■ Supplied passage:
(begin)
# first time keezer build. gas line disconnect.



## John Whale (29/11/18)

hi guys. first time into kegs and first time keezer build. bought a chest freezer. coller on. 5 x taps through stainless plate. stc1000 controller.

question?
I want to mount gas outside and looking for a neat way to provide gas line disconnect. love any ideas. thinking of something like stainless plate mounted on back of coller with a baynet fitting of some sort and tap. or maybe somthing auto closing valve like to keep closed when disconnected.

ill add pictures of build here as i go. it wont happen overnight but. everything goes slow in my shed.

View media item 10893View media item 10892View media item 10891View media item 10890View media item 10889


----------



## FarsideOfCrazy (30/11/18)

Nice looking setup. Not too sure about a self sealing connection but I just use a one way valve if I need to take the gas bottle off without taking all the line out. 

Not sure if it's in your plans, but I'd enclose that temp controller. Moisture can get in and cause a problem over time.
(end)
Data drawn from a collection
(begin)
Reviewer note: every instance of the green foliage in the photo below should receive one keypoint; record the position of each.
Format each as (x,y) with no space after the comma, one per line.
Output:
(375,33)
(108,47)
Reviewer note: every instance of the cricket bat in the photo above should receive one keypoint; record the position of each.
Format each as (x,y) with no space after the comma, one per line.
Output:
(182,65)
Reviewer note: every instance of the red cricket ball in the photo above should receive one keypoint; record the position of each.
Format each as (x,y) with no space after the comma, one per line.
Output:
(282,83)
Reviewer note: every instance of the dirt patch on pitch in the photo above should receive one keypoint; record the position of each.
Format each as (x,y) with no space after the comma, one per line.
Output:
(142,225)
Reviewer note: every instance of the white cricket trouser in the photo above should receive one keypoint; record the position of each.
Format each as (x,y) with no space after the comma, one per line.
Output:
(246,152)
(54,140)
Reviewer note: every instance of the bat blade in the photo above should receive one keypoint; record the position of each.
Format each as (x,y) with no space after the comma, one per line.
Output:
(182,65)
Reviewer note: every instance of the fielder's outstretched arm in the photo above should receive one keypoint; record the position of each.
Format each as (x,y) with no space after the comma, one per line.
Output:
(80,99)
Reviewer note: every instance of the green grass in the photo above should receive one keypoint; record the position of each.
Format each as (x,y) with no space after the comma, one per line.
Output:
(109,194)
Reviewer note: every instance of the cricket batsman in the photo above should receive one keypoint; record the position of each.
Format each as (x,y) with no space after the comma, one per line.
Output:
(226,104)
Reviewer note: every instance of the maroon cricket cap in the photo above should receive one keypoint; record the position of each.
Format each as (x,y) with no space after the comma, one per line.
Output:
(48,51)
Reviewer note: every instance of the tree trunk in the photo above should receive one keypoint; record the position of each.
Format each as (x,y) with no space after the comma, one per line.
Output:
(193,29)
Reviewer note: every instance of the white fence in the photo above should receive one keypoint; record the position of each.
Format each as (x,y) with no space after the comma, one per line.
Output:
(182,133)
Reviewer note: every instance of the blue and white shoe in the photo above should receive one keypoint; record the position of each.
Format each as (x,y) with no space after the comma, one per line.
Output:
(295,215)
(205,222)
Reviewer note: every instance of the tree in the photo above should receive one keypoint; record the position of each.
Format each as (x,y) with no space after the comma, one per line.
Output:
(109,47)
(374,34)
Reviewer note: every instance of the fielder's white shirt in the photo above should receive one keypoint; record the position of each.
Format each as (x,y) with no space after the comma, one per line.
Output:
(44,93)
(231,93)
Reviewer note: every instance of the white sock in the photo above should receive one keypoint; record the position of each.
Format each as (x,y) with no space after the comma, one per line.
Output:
(end)
■ What this task involves:
Repeat the keezer thread word for word, from "## FarsideOfCrazy (30/11/18)" up to and including "the line out.". None of these rows are needed.

■ Response:
## FarsideOfCrazy (30/11/18)

Nice looking setup. Not too sure about a self sealing connection but I just use a one way valve if I need to take the gas bottle off without taking all the line out.